The selective, terminal triple bond polymerization of HC⋮C−C6H4−C⋮C−SiiPr3 (1) and
HC⋮C−C6H4−C⋮C−C6H4−C⋮C−SiiPr3 (2) yields soluble, high-MW polyacetylenes P1 and P2 with
phenyleneethynylene-type pendant chains. The [Rh(cod)(OCH3)]2- and MoCl5-based catalysts show 100%
polymerization selectivity to terminal triple bonds and give high-cis (NMR: Rh, 94% cis; Mo, 70% cis)
polymers having a medium extent of π-conjugation. WOCl4-based catalysts reacting in benzene marginally
also insert internal triple bonds and give low-cis polymers (<10% cis) having a high extent of conjugation.

** What is required **
Extend the passage above on selective triple bond polymerization, beginning immediately after its final sentence.

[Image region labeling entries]
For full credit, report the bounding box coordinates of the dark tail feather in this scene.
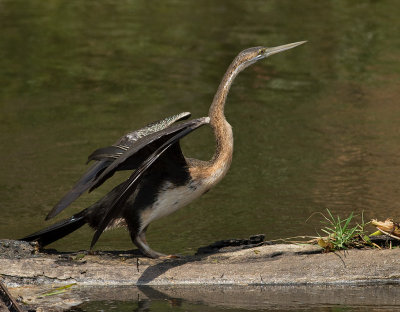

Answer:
[46,160,110,220]
[20,210,86,247]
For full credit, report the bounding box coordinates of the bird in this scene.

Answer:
[21,41,306,258]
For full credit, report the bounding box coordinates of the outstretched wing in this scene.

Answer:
[46,112,190,220]
[90,117,210,248]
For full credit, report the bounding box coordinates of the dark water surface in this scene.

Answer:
[0,0,400,311]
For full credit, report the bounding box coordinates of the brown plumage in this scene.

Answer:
[23,41,304,258]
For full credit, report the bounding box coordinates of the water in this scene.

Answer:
[0,0,400,310]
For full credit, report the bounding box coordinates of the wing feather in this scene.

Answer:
[90,117,209,248]
[46,112,190,220]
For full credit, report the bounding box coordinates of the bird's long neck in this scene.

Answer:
[208,61,240,178]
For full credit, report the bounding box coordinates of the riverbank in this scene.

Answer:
[0,241,400,311]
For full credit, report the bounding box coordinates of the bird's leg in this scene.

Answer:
[131,229,166,259]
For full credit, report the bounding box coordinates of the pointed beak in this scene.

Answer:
[264,41,307,57]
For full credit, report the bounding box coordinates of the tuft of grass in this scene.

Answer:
[318,209,370,251]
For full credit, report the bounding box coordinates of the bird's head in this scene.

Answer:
[234,41,307,71]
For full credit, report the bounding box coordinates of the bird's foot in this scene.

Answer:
[160,255,181,259]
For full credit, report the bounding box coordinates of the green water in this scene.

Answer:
[0,0,400,310]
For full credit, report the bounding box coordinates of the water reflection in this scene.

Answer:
[0,0,400,253]
[65,285,400,312]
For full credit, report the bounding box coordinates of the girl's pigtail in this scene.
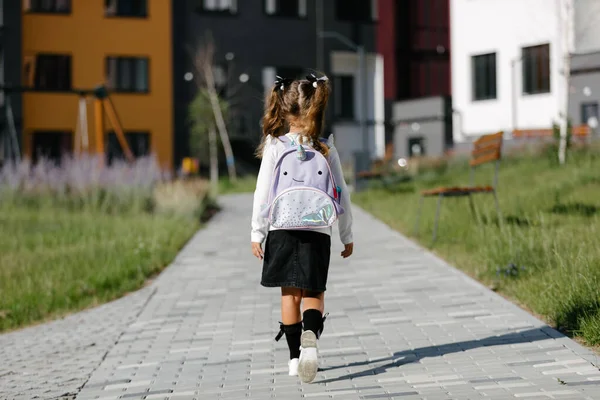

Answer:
[256,84,285,158]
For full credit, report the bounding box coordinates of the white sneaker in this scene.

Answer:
[298,331,319,383]
[288,358,300,376]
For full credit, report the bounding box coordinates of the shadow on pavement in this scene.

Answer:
[314,326,564,383]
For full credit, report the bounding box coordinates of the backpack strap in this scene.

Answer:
[319,134,334,149]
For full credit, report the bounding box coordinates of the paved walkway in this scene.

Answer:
[0,195,600,400]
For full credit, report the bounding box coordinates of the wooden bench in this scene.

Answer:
[415,132,504,242]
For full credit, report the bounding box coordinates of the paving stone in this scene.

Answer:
[0,195,600,400]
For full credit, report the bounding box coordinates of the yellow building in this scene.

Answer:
[22,0,173,168]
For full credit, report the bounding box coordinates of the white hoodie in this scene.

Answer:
[250,133,353,244]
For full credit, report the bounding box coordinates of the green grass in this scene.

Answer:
[219,176,256,194]
[0,206,198,331]
[353,149,600,345]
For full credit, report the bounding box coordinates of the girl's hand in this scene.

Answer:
[342,243,354,258]
[252,242,265,260]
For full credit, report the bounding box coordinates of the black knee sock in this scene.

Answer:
[302,309,323,338]
[275,322,302,360]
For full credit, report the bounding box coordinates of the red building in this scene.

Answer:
[377,0,452,157]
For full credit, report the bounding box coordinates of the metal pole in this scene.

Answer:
[356,46,371,159]
[316,0,325,71]
[6,96,21,163]
[510,58,519,137]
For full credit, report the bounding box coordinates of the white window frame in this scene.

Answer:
[202,0,237,14]
[265,0,308,18]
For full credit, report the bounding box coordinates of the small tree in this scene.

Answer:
[191,32,236,182]
[188,89,229,192]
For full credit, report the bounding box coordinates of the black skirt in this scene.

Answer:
[260,230,331,292]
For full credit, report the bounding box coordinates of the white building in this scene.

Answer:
[450,0,600,143]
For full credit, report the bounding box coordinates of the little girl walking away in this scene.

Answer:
[251,75,353,382]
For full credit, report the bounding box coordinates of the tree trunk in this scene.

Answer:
[204,64,237,182]
[208,125,219,195]
[558,0,573,165]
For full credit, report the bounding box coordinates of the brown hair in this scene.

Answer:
[256,75,330,158]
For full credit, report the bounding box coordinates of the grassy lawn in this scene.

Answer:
[0,207,198,331]
[0,157,209,331]
[353,149,600,345]
[219,176,256,194]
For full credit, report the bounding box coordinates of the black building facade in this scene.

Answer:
[173,0,377,170]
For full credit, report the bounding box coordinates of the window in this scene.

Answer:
[106,57,148,93]
[106,132,150,165]
[581,101,598,124]
[523,44,550,94]
[408,137,426,157]
[265,0,307,18]
[333,75,354,119]
[335,0,377,21]
[471,53,496,100]
[31,131,73,164]
[24,0,71,14]
[33,54,71,90]
[104,0,148,18]
[275,67,307,79]
[199,0,237,14]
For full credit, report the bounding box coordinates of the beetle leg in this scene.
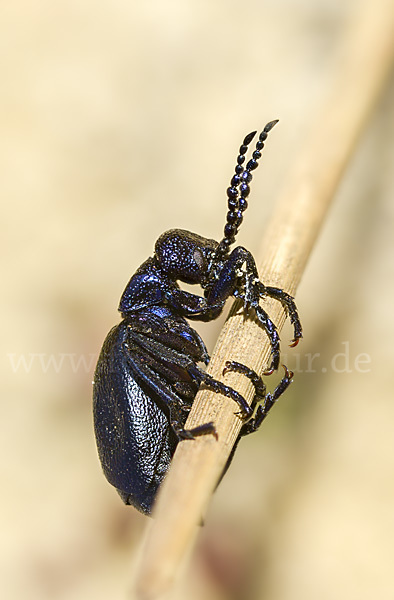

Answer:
[223,361,294,436]
[171,421,218,440]
[259,282,302,348]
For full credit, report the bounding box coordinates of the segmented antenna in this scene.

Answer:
[216,119,278,257]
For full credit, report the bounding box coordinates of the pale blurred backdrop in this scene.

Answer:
[0,0,394,600]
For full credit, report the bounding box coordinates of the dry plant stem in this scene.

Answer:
[136,0,394,599]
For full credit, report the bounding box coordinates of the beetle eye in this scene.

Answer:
[193,248,206,271]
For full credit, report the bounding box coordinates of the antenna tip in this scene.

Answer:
[263,119,279,133]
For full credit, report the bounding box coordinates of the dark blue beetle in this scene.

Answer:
[93,121,302,514]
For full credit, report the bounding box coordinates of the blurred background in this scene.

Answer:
[0,0,394,600]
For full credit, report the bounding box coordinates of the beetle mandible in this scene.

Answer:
[93,121,302,514]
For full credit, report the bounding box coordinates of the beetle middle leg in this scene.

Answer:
[223,361,294,436]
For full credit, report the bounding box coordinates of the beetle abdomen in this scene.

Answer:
[93,321,177,514]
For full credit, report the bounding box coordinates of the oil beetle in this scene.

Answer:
[93,121,302,514]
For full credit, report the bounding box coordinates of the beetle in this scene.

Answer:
[93,121,302,514]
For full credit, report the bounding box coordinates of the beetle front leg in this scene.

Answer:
[259,282,302,348]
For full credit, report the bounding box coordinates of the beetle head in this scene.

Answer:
[155,229,218,284]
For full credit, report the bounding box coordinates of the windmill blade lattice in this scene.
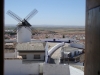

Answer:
[25,9,38,21]
[7,10,22,22]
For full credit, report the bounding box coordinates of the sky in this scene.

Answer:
[4,0,85,26]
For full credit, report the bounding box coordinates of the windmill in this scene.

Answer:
[7,9,38,43]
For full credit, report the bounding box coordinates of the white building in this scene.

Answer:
[16,42,45,61]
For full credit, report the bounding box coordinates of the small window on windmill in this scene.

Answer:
[22,55,26,59]
[34,54,40,59]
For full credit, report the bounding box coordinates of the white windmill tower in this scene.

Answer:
[7,9,38,43]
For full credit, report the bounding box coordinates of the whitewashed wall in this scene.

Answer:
[4,59,39,75]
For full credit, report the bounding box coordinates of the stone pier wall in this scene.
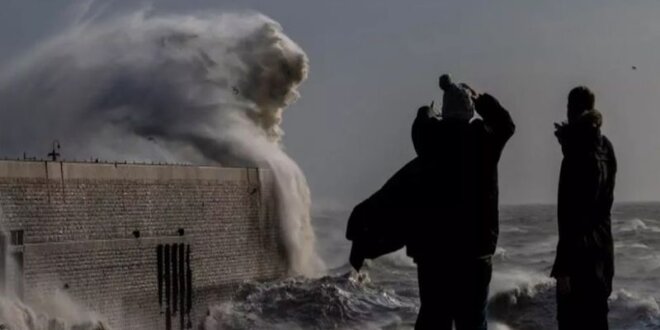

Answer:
[0,161,286,329]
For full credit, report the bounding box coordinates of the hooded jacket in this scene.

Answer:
[407,94,515,261]
[346,94,515,269]
[551,110,617,295]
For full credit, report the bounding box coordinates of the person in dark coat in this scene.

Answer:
[406,75,515,330]
[551,87,617,330]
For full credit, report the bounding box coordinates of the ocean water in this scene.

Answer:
[207,203,660,330]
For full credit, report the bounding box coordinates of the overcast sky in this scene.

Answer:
[0,0,660,206]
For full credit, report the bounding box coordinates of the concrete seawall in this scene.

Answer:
[0,161,286,329]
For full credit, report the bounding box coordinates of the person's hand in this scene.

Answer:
[557,276,571,294]
[555,123,566,141]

** Solved problem **
Addition of 1,4-dioxane to the WOCl4-based catalyst considerably reduces or even eliminates the internal
triple bond insertion and increases the polymer molecular weight, cis-unit content (≈35% cis) and extent
of π-conjugation. The π−π* band of P1 pendant groups is closely correlated with the polymer
microstructure: the cis-unit content in P1 can be reliably ascertained from the A
292/A
268 UV-absorbance
ratio. Raman bands of the main-chain ν(CC) mode exhibit both frequency and intensity dispersion with
extent of conjugation. On the other hand, only intensity dispersion is conclusively observed for the ν(Ph−Cchain) band at 1341 cm-1 that, upon correction to the dispersion effect, is in a good correlation with
the cis-unit content obtained from NMR spectra. Xerographic and transient photoconductivity measurements have shown that the photogeneration in these polymers proceeds through the side group excited
states, and the charge carrier's (holes) transport is controlled by hopping between the main chain
conjugated sequences.